• _Text section_
======

An Afghan policeman the Taliban tried to recruit in order to betray his comrades has been decorated for infiltrating their suicide bombing network and laying a trap for their arrest.
Beyar Khan Weyaar was offered a house in Pakistan and $30,000 (£19,000) in cash to smuggle a team of suicide attackers into a government compound in south eastern Afghanistan.
Instead he told his superiors and played along with the plot until the suicide team assembled and could be seized.
Mr Weyaar, who controlled a small checkpoint in Sar Hawza district of Paktika province, was rewarded last week with a medal from Mujtaba Patang, the interior minister.
The case has thrown some light on the tactics the insurgents use to conduct their spectacular suicide assaults against Afghan and Nato forces.
It also came as relief to Afghan security forces, as infiltration by the Taliban, or coercion serving officers, has been responsible for many insider shootings and security lapses.
Mr Weyaar said he was first telephoned by a man who promised he could get rich if he met a local insurgent commander. Soon afterwards, a man called Mohammed came to visit him at his checkpoint.

======

• _Questions_
1. In the article about the Afghan policeman, what was Beyar Khan Weyaar offered for smuggling a team of suicide attackers into a government compound?
2. Print the part of the article about the Afghan policeman that begins at the words "An Afghan policeman" and stops after the words "south eastern Afghanistan.", with no changes.

• _Supplied material_
======

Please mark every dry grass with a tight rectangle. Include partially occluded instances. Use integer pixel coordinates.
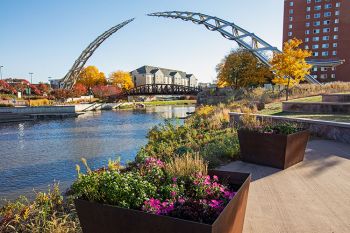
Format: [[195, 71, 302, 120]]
[[165, 154, 208, 177]]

======

• _Answers to the exercises_
1. He was offered a house in Pakistan and $30,000 (£19,000) in cash.

2.
An Afghan policeman the Taliban tried to recruit in order to betray his comrades has been decorated for infiltrating their suicide bombing network and laying a trap for their arrest.
Beyar Khan Weyaar was offered a house in Pakistan and $30,000 (£19,000) in cash to smuggle a team of suicide attackers into a government compound in south eastern Afghanistan.